EXERCISE INPUTS ::
──────

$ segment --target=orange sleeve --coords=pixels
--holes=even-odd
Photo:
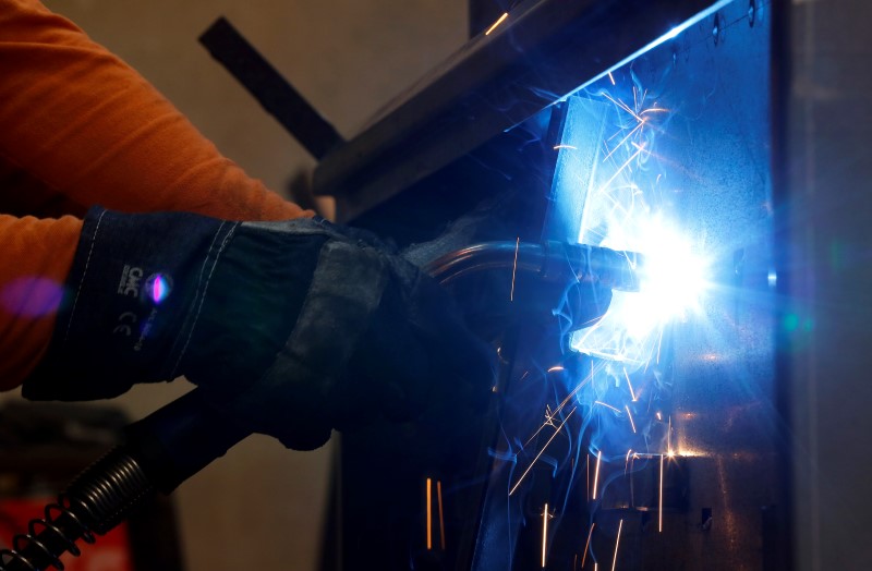
[[[0,166],[26,172],[45,194],[39,204],[66,212],[99,204],[230,220],[312,216],[249,178],[138,73],[36,0],[0,0]],[[0,187],[0,211],[22,214],[7,205],[32,205],[27,187]],[[62,214],[47,210],[32,214]],[[0,215],[0,389],[17,386],[48,347],[81,226]]]
[[[0,215],[0,389],[21,384],[48,348],[82,221]]]
[[[0,159],[69,201],[311,216],[249,178],[132,68],[36,0],[0,0]]]

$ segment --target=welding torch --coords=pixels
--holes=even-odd
[[[547,283],[591,283],[639,291],[640,255],[560,242],[488,242],[438,257],[423,269],[443,286],[467,275],[512,270]],[[55,566],[64,551],[80,554],[76,542],[94,543],[126,519],[152,493],[169,494],[251,434],[210,405],[194,389],[125,428],[116,447],[80,474],[45,518],[0,551],[0,571],[33,571]]]

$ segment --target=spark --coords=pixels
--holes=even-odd
[[[657,532],[663,533],[663,454],[661,454],[661,497],[657,507]]]
[[[518,274],[518,250],[521,247],[521,236],[514,241],[514,265],[511,268],[511,292],[509,293],[509,301],[514,301],[514,276]]]
[[[512,486],[512,488],[509,490],[509,496],[511,496],[512,494],[514,494],[514,490],[517,490],[517,489],[518,489],[518,486],[520,486],[520,485],[521,485],[521,482],[523,482],[524,477],[526,477],[526,475],[530,473],[530,470],[532,470],[533,465],[536,463],[536,461],[540,459],[540,457],[543,454],[543,452],[545,452],[545,450],[548,448],[548,445],[550,445],[550,444],[552,444],[552,440],[554,440],[554,438],[555,438],[555,437],[556,437],[558,434],[560,434],[560,430],[562,430],[562,429],[564,429],[564,426],[566,426],[566,423],[569,421],[569,418],[572,416],[572,413],[574,413],[574,412],[576,412],[576,408],[573,408],[571,411],[569,411],[569,414],[567,414],[567,415],[566,415],[566,418],[564,420],[564,422],[562,422],[562,423],[560,423],[560,426],[558,426],[558,427],[557,427],[557,429],[556,429],[556,430],[554,432],[554,434],[552,435],[552,437],[550,437],[550,438],[548,438],[548,441],[547,441],[547,442],[545,442],[545,446],[544,446],[544,447],[542,447],[542,450],[540,450],[540,452],[536,454],[536,458],[534,458],[534,459],[533,459],[533,461],[532,461],[532,462],[530,462],[530,465],[529,465],[529,466],[526,466],[526,470],[524,471],[524,473],[523,473],[523,474],[521,474],[521,477],[520,477],[520,478],[518,478],[518,482],[517,482],[517,483],[514,484],[514,486]]]
[[[596,470],[593,472],[593,499],[596,499],[596,486],[600,484],[600,462],[603,460],[603,451],[596,452]]]
[[[433,481],[427,478],[427,551],[433,549]]]
[[[491,33],[494,32],[497,28],[497,26],[500,25],[502,23],[502,21],[505,21],[507,17],[509,17],[509,13],[508,12],[504,12],[502,15],[499,16],[499,20],[494,22],[494,24],[489,28],[487,28],[487,32],[485,32],[484,35],[485,36],[489,36]]]
[[[610,405],[610,404],[606,404],[606,403],[605,403],[605,402],[603,402],[603,401],[593,401],[593,403],[594,403],[594,404],[601,404],[601,405],[605,406],[606,409],[611,409],[611,410],[613,410],[613,411],[615,411],[616,413],[620,414],[620,410],[619,410],[619,409],[617,409],[617,408],[615,408],[615,406],[613,406],[613,405]]]
[[[627,136],[625,136],[622,139],[620,139],[620,143],[615,145],[615,148],[613,148],[609,151],[609,154],[605,156],[605,158],[603,159],[603,162],[607,161],[609,159],[609,157],[611,157],[611,155],[615,154],[616,150],[618,150],[621,146],[623,146],[623,144],[627,143],[627,139],[629,139],[631,136],[633,136],[633,134],[635,134],[637,131],[639,131],[640,129],[645,126],[646,122],[647,122],[647,120],[643,119],[629,133],[627,133]]]
[[[555,424],[554,424],[554,415],[555,415],[555,413],[552,412],[550,405],[546,404],[545,405],[545,422],[542,423],[542,426],[540,426],[538,429],[535,433],[533,433],[533,436],[531,436],[530,438],[526,439],[526,442],[524,442],[524,447],[530,446],[530,442],[533,441],[533,438],[538,436],[538,433],[541,433],[546,426],[555,426]]]
[[[643,149],[643,148],[644,148],[644,145],[642,145],[641,147],[638,147],[638,148],[637,148],[637,151],[635,151],[635,153],[633,153],[632,155],[630,155],[630,158],[629,158],[629,159],[627,159],[627,160],[623,162],[623,165],[621,165],[621,166],[620,166],[620,168],[619,168],[618,170],[616,170],[616,171],[615,171],[615,174],[613,174],[613,175],[611,175],[611,178],[610,178],[610,179],[608,179],[608,181],[607,181],[605,184],[603,184],[603,185],[600,187],[600,192],[601,192],[601,193],[605,192],[605,190],[606,190],[606,189],[608,189],[608,185],[609,185],[609,184],[611,184],[611,183],[615,181],[615,179],[617,179],[617,178],[618,178],[618,174],[620,174],[620,173],[623,171],[623,169],[626,169],[627,167],[629,167],[629,166],[630,166],[630,163],[631,163],[633,160],[635,160],[635,157],[638,157],[638,156],[639,156],[639,155],[642,153],[642,149]]]
[[[627,378],[627,386],[630,388],[630,398],[635,402],[635,392],[633,391],[633,384],[630,382],[630,374],[627,373],[627,367],[623,368],[623,376]]]
[[[633,415],[630,413],[630,405],[625,404],[623,409],[627,411],[627,417],[630,418],[630,426],[632,426],[633,434],[635,434],[635,423],[633,422]]]
[[[618,546],[620,545],[621,527],[623,527],[623,520],[618,522],[618,536],[615,538],[615,557],[611,558],[611,571],[615,571],[615,566],[618,563]]]
[[[584,544],[584,555],[581,556],[581,568],[584,569],[584,561],[588,560],[588,549],[591,547],[591,536],[593,536],[593,529],[596,526],[596,522],[591,524],[591,531],[588,532],[588,543]]]
[[[630,109],[630,106],[628,106],[627,104],[625,104],[625,102],[623,102],[623,101],[621,101],[620,99],[615,99],[614,97],[611,97],[610,95],[608,95],[608,94],[606,94],[606,93],[604,93],[604,94],[603,94],[603,96],[604,96],[606,99],[608,99],[609,101],[611,101],[613,104],[615,104],[616,106],[620,107],[621,109],[623,109],[625,111],[627,111],[628,113],[630,113],[631,116],[633,116],[633,117],[635,118],[635,120],[637,120],[637,121],[642,121],[642,118],[641,118],[641,117],[639,117],[639,116],[635,113],[635,111],[633,111],[632,109]]]
[[[542,569],[545,569],[545,547],[548,543],[548,505],[542,512]]]
[[[445,551],[445,515],[443,513],[443,482],[436,481],[436,498],[439,503],[439,545]]]
[[[669,428],[666,430],[666,450],[673,453],[673,415],[669,415]]]

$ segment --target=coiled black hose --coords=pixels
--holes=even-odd
[[[31,521],[27,533],[12,539],[12,549],[0,551],[0,569],[62,570],[60,556],[78,556],[77,540],[93,544],[121,523],[154,490],[138,462],[123,448],[116,448],[76,477],[44,517]]]
[[[558,243],[476,244],[443,256],[424,269],[440,283],[475,271],[513,267],[547,281],[597,281],[623,291],[639,288],[633,253]],[[121,523],[155,491],[169,494],[249,436],[193,390],[126,428],[125,446],[86,469],[29,522],[11,549],[0,550],[0,571],[63,570],[60,556],[78,556],[76,542],[92,544]]]

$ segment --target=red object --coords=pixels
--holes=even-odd
[[[52,497],[28,497],[0,499],[0,548],[12,548],[12,537],[27,532],[27,523],[41,518],[45,506],[55,501]],[[97,536],[93,545],[77,542],[82,555],[61,557],[64,571],[134,571],[130,550],[128,526],[122,523],[106,535]]]

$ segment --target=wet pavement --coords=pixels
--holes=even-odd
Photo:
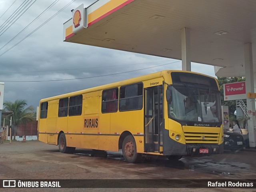
[[[142,162],[132,164],[126,162],[121,153],[77,149],[74,154],[62,154],[57,146],[37,141],[16,142],[0,145],[0,179],[256,179],[256,157],[254,150],[225,151],[178,161],[147,156]],[[241,189],[236,190],[255,191]]]

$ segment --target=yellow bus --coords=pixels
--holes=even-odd
[[[164,70],[42,99],[38,140],[76,148],[122,150],[128,162],[148,154],[222,153],[219,88],[215,78]]]

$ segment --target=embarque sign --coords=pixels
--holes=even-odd
[[[227,83],[223,86],[224,101],[246,99],[245,81]]]

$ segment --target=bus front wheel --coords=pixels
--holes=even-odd
[[[65,134],[62,133],[59,138],[59,150],[63,153],[74,153],[76,150],[75,147],[67,147],[67,142]]]
[[[122,146],[122,152],[124,159],[128,163],[136,163],[142,160],[142,154],[137,152],[135,140],[131,135],[128,135],[124,138]]]

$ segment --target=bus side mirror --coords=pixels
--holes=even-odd
[[[170,89],[167,89],[166,90],[166,100],[168,102],[172,102],[172,90]]]

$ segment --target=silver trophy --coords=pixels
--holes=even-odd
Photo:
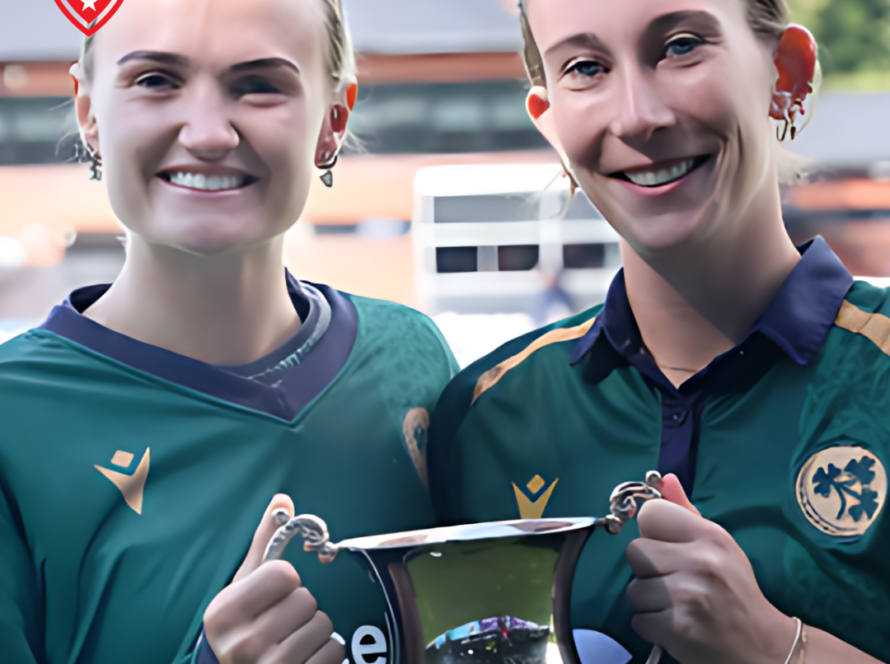
[[[597,527],[615,535],[639,502],[661,498],[661,475],[612,492],[602,518],[524,519],[330,541],[317,516],[281,510],[263,562],[303,548],[331,562],[347,550],[383,588],[395,664],[581,664],[569,620],[572,580]],[[661,657],[658,646],[648,664]]]

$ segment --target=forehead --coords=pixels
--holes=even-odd
[[[98,68],[132,51],[161,51],[225,67],[287,57],[301,67],[323,61],[322,0],[127,0],[100,30]]]
[[[750,0],[524,0],[529,24],[542,52],[548,46],[584,32],[604,42],[635,40],[667,14],[705,12],[724,30],[747,28]]]

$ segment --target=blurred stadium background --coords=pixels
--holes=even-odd
[[[81,34],[53,0],[0,0],[0,340],[123,261],[101,183],[77,163],[67,70]],[[361,151],[315,183],[289,234],[302,279],[434,316],[463,364],[601,300],[616,238],[567,186],[525,115],[514,0],[344,0],[359,57]],[[890,278],[890,0],[793,0],[820,40],[821,98],[790,149],[795,240]],[[416,187],[415,187],[416,184]]]

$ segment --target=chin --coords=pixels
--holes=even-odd
[[[192,229],[191,232],[183,232],[184,230],[186,229],[180,228],[174,233],[155,236],[153,243],[209,258],[246,249],[261,239],[246,228],[232,228],[227,231],[220,227],[199,227]]]
[[[625,219],[616,231],[637,253],[646,254],[706,241],[715,226],[712,205],[697,210]]]

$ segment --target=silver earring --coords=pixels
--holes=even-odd
[[[334,173],[333,168],[337,165],[337,158],[340,155],[334,155],[334,158],[323,166],[319,166],[319,168],[324,169],[324,173],[321,174],[321,181],[324,183],[325,187],[333,187],[334,186]]]

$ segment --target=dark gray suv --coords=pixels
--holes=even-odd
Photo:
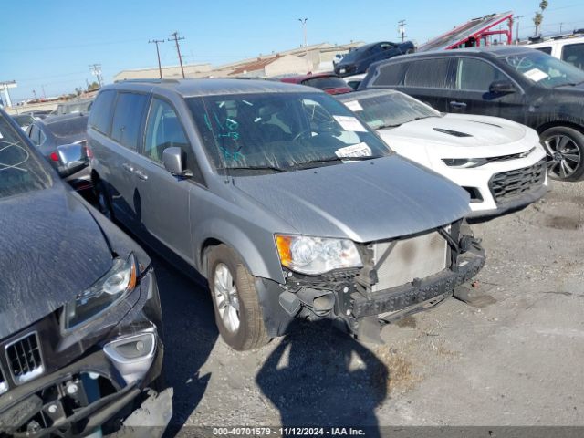
[[[237,349],[294,318],[363,337],[448,297],[485,261],[462,231],[468,194],[316,89],[120,82],[97,97],[88,141],[101,210],[207,278]]]

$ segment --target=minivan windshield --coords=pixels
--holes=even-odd
[[[48,173],[0,114],[0,199],[47,187]]]
[[[187,103],[207,155],[224,172],[289,172],[392,153],[324,93],[206,96]]]
[[[504,59],[528,79],[549,89],[584,82],[584,71],[539,50],[509,55]]]
[[[346,95],[354,99],[341,101],[355,111],[373,130],[393,128],[428,117],[442,117],[440,112],[399,91],[360,97],[360,92]]]

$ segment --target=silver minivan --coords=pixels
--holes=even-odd
[[[207,279],[235,349],[295,318],[365,339],[485,263],[466,192],[316,89],[120,82],[97,97],[88,138],[101,211]]]

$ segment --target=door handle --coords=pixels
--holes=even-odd
[[[466,104],[464,102],[457,102],[455,100],[453,100],[452,102],[449,102],[449,104],[453,108],[466,108]]]
[[[129,172],[130,173],[131,173],[132,172],[134,172],[134,168],[133,166],[128,164],[127,162],[124,162],[121,167],[123,167],[127,172]]]
[[[138,178],[140,178],[141,180],[146,181],[148,179],[148,175],[146,173],[144,173],[142,171],[140,170],[136,170],[134,172],[134,173],[136,174],[136,176]]]

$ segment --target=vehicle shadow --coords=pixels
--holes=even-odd
[[[282,427],[359,427],[380,436],[374,410],[388,394],[386,365],[328,322],[297,321],[289,332],[256,378]],[[308,371],[315,364],[319,371]]]
[[[187,276],[150,251],[162,307],[164,374],[174,390],[172,418],[164,434],[175,436],[206,391],[211,373],[199,370],[211,354],[219,332],[205,280]]]

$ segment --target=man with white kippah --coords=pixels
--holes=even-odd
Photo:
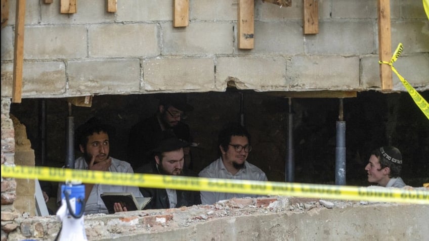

──────

Switch "even-odd" to "nonzero" in the lines from the one holding "--target=door handle --coords=pixels" through the end of the records, inclusive, and return only those lines, otherwise unchanged and without the pictures.

$ segment --target=door handle --coords=pixels
--holes=nonzero
[[[466,104],[464,102],[457,102],[455,100],[453,100],[452,102],[449,102],[449,104],[453,108],[466,108]]]
[[[129,172],[130,173],[131,173],[132,172],[134,172],[134,168],[133,166],[128,164],[127,162],[124,162],[121,167],[123,167],[127,172]]]
[[[138,178],[140,178],[141,180],[146,181],[148,179],[148,175],[146,173],[144,173],[142,171],[140,170],[136,170],[134,172],[134,173],[136,174],[136,176]]]

$ segment --target=vehicle shadow --coords=pixels
--holes=nonzero
[[[282,427],[359,427],[380,436],[374,410],[388,394],[386,365],[328,322],[297,321],[289,332],[256,378]],[[308,371],[315,364],[319,371]]]
[[[187,276],[150,251],[162,307],[164,374],[174,390],[172,418],[164,434],[175,436],[206,391],[211,373],[199,370],[211,354],[219,332],[205,280]]]

$ segment --target=man with white kippah --coords=pixels
--holes=nonzero
Photo:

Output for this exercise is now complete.